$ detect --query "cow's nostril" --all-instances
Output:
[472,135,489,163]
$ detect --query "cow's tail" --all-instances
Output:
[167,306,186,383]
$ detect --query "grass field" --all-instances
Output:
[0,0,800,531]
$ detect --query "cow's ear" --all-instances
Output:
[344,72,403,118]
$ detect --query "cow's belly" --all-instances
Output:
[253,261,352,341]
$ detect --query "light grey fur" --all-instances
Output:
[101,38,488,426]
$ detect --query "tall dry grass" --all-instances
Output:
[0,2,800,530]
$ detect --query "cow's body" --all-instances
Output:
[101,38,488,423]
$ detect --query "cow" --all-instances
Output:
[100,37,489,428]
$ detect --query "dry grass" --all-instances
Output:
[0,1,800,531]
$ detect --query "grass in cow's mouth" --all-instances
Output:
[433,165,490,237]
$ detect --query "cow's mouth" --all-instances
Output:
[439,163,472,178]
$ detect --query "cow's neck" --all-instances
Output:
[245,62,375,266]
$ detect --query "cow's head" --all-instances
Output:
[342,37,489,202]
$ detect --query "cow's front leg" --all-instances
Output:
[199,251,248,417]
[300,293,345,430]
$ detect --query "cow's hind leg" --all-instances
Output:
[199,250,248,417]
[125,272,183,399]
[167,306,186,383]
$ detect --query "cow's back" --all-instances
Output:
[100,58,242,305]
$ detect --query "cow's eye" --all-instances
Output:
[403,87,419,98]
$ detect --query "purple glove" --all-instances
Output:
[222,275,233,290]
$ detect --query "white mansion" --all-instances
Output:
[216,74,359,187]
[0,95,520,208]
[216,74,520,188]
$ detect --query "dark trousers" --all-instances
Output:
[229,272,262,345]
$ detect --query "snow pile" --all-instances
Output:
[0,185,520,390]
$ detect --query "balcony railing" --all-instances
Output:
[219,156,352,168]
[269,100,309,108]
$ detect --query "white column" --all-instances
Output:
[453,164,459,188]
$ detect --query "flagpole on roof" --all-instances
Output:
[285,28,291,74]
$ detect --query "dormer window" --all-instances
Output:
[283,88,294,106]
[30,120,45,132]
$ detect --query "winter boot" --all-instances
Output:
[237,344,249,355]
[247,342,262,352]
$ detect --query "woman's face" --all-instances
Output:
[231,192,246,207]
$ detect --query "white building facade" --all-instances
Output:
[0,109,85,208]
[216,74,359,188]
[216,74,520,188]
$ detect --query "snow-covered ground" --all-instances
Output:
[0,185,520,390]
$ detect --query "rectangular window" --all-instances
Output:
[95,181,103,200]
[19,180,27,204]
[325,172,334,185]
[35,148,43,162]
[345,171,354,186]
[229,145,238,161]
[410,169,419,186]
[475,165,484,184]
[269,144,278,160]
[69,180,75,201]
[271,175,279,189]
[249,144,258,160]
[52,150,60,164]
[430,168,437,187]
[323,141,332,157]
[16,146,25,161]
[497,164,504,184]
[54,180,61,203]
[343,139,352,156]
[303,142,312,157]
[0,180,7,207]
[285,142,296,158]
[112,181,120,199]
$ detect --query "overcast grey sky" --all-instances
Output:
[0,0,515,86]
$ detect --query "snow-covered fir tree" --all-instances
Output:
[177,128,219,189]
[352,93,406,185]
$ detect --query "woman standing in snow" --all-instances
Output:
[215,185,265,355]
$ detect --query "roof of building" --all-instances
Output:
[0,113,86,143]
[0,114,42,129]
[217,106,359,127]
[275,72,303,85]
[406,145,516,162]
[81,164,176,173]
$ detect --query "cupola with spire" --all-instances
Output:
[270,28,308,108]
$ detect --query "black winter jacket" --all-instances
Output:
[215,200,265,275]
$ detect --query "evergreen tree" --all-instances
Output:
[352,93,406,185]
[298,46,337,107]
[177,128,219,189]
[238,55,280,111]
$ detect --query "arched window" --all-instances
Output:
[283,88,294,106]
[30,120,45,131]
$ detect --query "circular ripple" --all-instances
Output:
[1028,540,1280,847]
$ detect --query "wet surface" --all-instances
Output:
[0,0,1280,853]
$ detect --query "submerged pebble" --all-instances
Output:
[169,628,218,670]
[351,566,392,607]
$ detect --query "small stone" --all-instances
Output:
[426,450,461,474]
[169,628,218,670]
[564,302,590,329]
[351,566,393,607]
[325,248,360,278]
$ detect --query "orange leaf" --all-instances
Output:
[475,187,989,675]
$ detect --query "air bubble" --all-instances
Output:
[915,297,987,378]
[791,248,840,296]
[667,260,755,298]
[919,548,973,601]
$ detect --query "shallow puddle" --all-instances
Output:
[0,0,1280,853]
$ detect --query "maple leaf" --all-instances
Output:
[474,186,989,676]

**What to produce**
Count the lines in the records above that contain the string "tree". Give only the number.

**Completed task**
2